Exercise directions: Resume the investment fraud warning below, picking up right after its last sentence.

Extracted text:
Many of us are looking to get cash quickly this Christmas, seeking out the best deals with great returns; or you may be looking forward to that end-of-year bonus and want to place your money, in investment instruments which you believe will help achieve your life-long goals. However in our quest to find great investment opportunities for our money, some of us tend to fall victim to fraudulent investment schemes.
The Trinidad and Tobago Securities and Exchange Commission (TTSEC) was established to regulate the securities industry and help investors and potential investors like you, make wise investment choices. We want you to exercise your due diligence by being aware of some of the tricks that fraudsters may try on you.
Here are some key phrases you can look out for:
Investing and trading in stocks always have an element of risk and this is partly because stock market values fluctuate based on market conditions. Always remember: if it seems too good to be true, then it probably is.
Fraudsters always make their scam sound more attractive than what you can get legitimately. Don’t be fooled by the promise of quick and easy money or high returns.
Be careful that you do not get involved in insider trading. If persons trade on information that is not yet public, they may be guilty of an offence that could earn them fines of TT$10 million and imprisonment for 10 years, upon conviction.
Fraudsters seek to make you more comfortable with the deal by adding that others “like you” are already involved. This is known as the “herd mentality.” They are the shepherds, don’t become the sheep.
Never be rushed into an offer and always be on your guard against anyone trying to push you into a deal. Acting quickly or in a panic, so as not to lose “a deal”, is a sure way to make you overlook the important details of an investment opportunity. Those details are what you may need to clarify to ensure as much as possible, that there are no potential problems.
A cheque made out to an individual rather than to a firm is more likely to be misappropriated. Even so, verify the bona fides of any company with which you are doing business first, before making a payment.

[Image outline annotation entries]
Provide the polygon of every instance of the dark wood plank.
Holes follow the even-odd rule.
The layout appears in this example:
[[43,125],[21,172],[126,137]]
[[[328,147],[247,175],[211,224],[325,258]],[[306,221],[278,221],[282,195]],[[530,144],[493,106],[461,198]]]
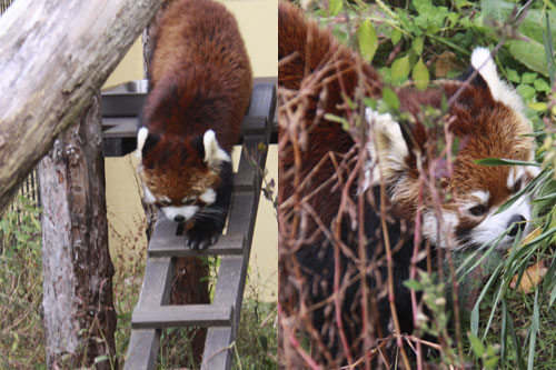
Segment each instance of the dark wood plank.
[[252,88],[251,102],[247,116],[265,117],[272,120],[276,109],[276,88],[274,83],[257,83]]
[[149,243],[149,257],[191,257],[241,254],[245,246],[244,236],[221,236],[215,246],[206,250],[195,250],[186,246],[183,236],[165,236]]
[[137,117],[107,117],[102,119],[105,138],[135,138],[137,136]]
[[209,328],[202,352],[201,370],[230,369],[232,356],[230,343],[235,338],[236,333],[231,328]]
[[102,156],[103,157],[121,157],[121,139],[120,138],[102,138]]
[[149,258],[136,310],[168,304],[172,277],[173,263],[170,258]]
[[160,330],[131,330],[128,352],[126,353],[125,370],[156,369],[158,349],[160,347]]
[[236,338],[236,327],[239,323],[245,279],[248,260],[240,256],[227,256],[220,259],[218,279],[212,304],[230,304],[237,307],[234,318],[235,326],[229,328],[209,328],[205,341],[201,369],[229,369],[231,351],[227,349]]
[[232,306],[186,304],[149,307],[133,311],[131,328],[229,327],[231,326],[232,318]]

The answer:
Try to differentiate between a sales pitch with its resultant exaggeration and valid skills. Check multiple references before making your decision. Remember titles, background, and past performance are no guarantee of honesty or the performance of the product. Take the time to seek independent legal or financial advice before making a decision. Always check the credentials of the company you’re dealing with.
He says that line to all his targets. Anytime a seller offers you a discount, be assured that he can go much lower with his sales price, because the principles of business dictate that he will never sell at a loss. Don’t let a low price prevent you from doing your due diligence.
Freely dispensing jargon throughout their sales pitch is designed to keep you confused. This helps fraudsters make you feel inferior and thus, you are conditioned to trust their supposedly superior knowledge.
We all like to feel special. Appealing to this trait as well as the promise of easy money, makes many persons feel as though they have hit the jackpot. This reduces the willingness to question the deal.
The Trinidad and Tobago Securities and Exchange Commission (TTSEC) is not an investment adviser nor is it a brokerage house. This article is intended solely to provide you with the information you need to make sound investment decisions and to ensure that you are familiar with and understand your rights and responsibilities as a consumer of financial services.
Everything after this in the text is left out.